→ EXERCISE DIRECTIONS
Resume the R walkthrough on building mock data and checking measure reliability, picking up right after its final line.

— Begin SELECTED TEXT —

In this first document, I am going to create mock data, produce descriptive statistics, and analyze the reliabilities of the measures.

Before anything else, I need to import the packages I will be using.

# import packages
library(tidyverse)

library(flextable)

library(psych)
library(lavaan)
library(semTools)

Creating mock data

The first step I will take is to initalize a fake dataset that I expect to look like our actual dataset once we have it. I’ll start with the manipulations and checks.

# set sample size
n = 400

# create a dataframe with first 5 variables
mydata <- tibble(
  id = 1:n,
  interdep = rbinom(n, 1, .5),
  disclose = rbinom(n, 1, .5),
  intcheck = sample.int(4, n, T, c(.4, .4, .1, .1)),
  discheck = sample.int(4, n, T, c(.4, .4, .1, .1))
)

Now, I will add the measures (items).

bound <- function(x) {
  ifelse(
    x < -2, -2,
    ifelse(
      x > 2, 2, x
    )
  )

— End SELECTED TEXT —
— Begin DATA ROWS —

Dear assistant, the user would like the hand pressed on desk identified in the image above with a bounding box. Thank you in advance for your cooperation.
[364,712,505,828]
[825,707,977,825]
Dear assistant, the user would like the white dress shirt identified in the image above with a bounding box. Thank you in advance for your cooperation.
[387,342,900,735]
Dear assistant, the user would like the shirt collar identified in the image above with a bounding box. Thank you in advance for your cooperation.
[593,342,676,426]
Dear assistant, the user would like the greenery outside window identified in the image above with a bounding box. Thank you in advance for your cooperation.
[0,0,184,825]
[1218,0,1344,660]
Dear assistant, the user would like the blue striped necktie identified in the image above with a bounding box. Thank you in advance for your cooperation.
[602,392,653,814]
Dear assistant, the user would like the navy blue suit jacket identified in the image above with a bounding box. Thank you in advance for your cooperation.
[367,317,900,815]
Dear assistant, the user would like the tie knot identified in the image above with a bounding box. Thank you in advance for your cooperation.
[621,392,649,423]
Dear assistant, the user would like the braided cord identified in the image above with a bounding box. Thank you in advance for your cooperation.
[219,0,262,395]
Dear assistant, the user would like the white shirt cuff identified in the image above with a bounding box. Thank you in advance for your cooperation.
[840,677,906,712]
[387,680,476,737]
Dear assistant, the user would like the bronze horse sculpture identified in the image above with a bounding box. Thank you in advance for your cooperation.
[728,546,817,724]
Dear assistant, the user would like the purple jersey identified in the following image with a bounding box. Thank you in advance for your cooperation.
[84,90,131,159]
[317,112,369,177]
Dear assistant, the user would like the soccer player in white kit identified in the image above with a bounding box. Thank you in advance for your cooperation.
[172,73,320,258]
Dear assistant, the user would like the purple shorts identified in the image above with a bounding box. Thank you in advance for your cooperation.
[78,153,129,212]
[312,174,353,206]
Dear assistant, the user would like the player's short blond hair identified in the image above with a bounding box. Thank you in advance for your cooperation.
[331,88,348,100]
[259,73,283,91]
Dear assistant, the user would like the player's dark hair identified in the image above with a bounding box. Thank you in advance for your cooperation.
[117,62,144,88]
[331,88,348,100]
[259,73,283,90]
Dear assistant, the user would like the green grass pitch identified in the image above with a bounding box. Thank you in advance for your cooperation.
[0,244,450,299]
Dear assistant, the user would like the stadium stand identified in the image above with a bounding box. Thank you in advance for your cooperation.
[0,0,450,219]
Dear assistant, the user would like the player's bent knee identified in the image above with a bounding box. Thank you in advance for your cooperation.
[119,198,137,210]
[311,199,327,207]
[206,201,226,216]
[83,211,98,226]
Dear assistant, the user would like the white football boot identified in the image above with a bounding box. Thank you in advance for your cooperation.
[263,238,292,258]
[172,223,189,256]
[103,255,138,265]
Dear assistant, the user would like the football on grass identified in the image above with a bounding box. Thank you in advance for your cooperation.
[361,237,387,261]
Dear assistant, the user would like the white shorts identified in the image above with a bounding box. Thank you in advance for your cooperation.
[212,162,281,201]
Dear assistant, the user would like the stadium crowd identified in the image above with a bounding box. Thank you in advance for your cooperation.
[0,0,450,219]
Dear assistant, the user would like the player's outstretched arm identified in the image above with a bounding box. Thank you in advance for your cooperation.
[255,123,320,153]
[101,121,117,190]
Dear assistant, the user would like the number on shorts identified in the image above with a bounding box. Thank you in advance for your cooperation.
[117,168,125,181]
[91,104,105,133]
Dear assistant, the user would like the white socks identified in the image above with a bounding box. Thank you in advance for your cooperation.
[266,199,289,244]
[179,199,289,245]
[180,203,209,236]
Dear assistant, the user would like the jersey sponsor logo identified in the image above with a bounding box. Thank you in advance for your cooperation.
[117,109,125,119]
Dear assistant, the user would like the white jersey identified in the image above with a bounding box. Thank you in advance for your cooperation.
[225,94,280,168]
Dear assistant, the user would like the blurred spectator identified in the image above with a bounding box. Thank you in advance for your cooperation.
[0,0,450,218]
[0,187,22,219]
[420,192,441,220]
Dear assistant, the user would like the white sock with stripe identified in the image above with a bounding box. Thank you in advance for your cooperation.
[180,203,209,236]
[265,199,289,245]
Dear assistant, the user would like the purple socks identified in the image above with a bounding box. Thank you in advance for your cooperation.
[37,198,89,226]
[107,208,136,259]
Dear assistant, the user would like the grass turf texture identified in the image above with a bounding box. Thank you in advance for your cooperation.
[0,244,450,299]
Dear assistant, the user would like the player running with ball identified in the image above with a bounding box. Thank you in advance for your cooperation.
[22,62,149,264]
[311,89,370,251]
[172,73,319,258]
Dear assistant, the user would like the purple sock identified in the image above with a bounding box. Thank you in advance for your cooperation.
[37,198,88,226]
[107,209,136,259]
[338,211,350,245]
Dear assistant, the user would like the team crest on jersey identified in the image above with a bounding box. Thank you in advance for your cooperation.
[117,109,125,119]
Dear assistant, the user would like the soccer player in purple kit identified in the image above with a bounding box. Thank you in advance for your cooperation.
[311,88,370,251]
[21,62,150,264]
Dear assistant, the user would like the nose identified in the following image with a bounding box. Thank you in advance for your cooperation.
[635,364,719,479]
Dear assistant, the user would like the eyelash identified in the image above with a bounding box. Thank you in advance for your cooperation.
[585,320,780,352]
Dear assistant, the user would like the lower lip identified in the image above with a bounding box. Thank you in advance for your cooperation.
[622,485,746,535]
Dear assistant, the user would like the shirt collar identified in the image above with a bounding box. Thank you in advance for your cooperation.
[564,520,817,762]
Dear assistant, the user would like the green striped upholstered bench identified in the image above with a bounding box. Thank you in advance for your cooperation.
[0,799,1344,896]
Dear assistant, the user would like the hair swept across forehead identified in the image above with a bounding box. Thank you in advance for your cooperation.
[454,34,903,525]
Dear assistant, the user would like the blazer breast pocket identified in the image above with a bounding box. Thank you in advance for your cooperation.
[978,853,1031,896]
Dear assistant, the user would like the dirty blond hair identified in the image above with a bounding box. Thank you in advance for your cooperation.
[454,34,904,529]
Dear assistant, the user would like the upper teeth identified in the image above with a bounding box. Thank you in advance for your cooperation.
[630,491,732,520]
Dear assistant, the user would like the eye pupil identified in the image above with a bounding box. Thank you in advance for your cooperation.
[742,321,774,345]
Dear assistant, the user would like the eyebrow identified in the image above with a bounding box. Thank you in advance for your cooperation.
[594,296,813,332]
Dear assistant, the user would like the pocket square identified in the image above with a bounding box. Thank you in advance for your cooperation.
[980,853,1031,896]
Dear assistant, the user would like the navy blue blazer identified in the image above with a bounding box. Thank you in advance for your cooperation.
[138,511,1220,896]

— End DATA ROWS —

→ RESPONSE TO THE TASK
}

# define a function to randomly sample along Likert scale
likert <- function(n, mode) {
  weights <- map_dbl(1:5, ~ (2 ** (mode - abs(mode - .))))
  seed <- sample(-2:2, n, T,
             map_dbl(weights, ~ (. / sum(weights))))
  map_dfc(
    1:4,
    ~ bound(seed + sample(-1:1, n, T))
  )
}

# add a column of fake data for each item
mydata <- mydata %>%
  full_join(
    map_dfc(c(5, 1, 4), ~ likert(400, .)) %>%
      add_column(id = 1:400),
    "id"
    )

# name columns for items
names(mydata)[6:17] <- c("aff", "cog", "lik") %>%
  map(~ map(1:4, ~ paste(.y, .x, sep=""), .y = .x)) %>%
  unlist

Let’s see how that looks. I’m going to create a simple function to format a table.

# turn dataframe into html table
formatAsTable <- function(data) {
  data %>%
    flextable %>%
    color(color = "white", part = "all") %>%
    autofit
}

I have a feeling this function will be useful in future documents, so I will save it to an R object to use again later.

formatAsTable %>%
  saveRDS("format.rds")

Now let’s look at the data.

mydata %>%
  head %>%
  formatAsTable

We are in business now.

Before moving on, I will export the mock data to a file so I can access it from other pages.

write_csv(mydata, file.path("..", "github", "thesis", "mock.csv"))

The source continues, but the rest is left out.